Segment Start: Records shown
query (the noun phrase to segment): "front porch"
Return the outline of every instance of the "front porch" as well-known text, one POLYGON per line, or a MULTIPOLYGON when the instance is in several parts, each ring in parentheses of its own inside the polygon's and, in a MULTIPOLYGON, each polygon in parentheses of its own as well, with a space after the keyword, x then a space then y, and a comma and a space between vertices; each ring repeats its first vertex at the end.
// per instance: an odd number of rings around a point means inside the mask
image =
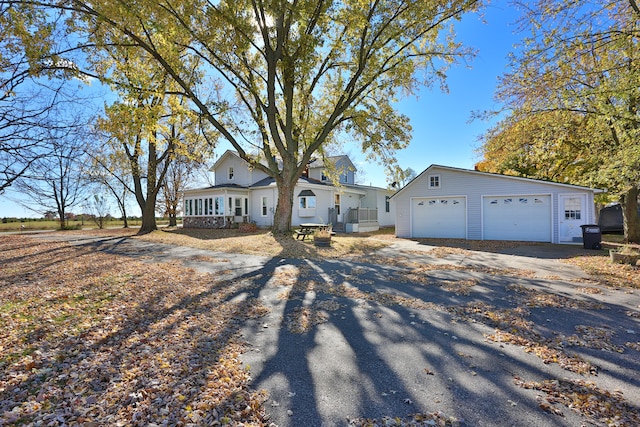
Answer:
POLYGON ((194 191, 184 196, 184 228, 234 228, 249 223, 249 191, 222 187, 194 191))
Segment End: Records shown
Segment Start: Records shown
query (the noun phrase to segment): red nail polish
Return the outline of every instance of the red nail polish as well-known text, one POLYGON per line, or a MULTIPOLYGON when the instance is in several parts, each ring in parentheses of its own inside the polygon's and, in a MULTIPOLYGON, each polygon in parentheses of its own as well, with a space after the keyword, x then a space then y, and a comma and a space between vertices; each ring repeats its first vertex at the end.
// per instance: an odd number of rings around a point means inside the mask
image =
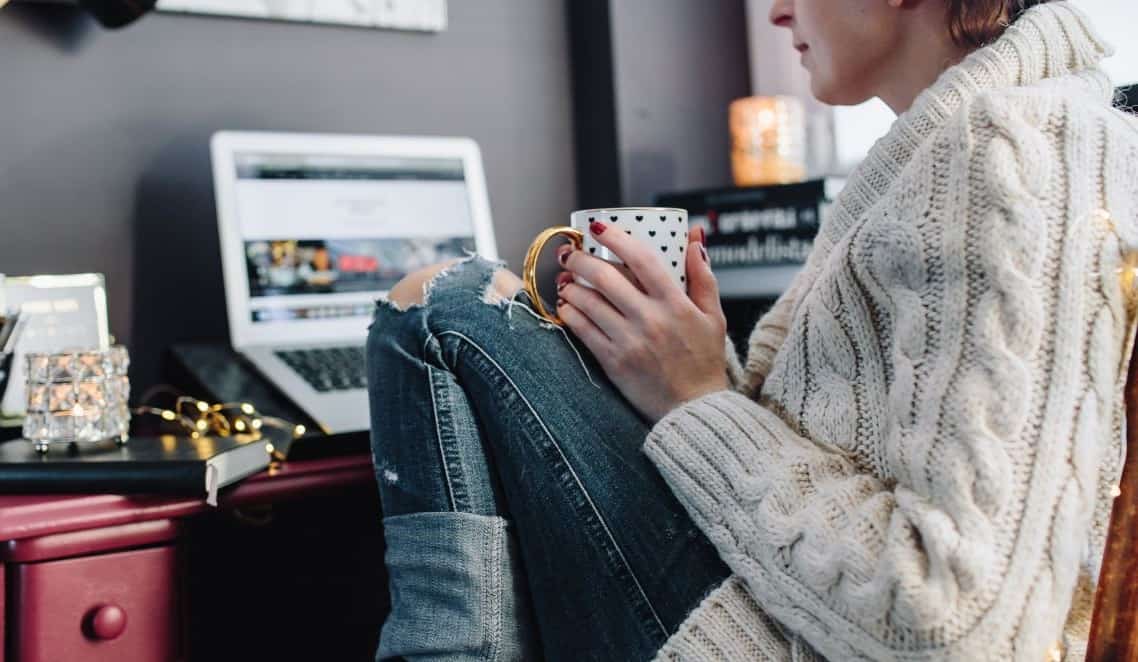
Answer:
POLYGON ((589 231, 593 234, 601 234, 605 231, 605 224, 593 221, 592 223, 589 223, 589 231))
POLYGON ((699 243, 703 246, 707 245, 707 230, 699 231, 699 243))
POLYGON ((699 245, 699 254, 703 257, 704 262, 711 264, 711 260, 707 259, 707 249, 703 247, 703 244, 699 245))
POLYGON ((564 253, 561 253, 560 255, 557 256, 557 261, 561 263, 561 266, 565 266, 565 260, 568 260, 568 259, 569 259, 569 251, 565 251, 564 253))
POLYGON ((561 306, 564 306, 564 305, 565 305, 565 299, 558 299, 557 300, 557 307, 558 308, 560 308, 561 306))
Segment End: Records shown
» **Exercise details**: Scan the records above and show every line in which the word "polish" occurs.

» **Answer to the exercise**:
query (the noun phrase to segment): red nail polish
Return the outline of every instance of the red nail polish as well-known text, one POLYGON per line, or a MULTIPOLYGON when the instance is in several parts, each ring in parentheses of its own inside the polygon's and, in a MULTIPOLYGON, each polygon in parentheses of its own as well, with a space after the keyword, x then a space then y, and a comma and a space between vertices; each ring repeats its first vertex at the end.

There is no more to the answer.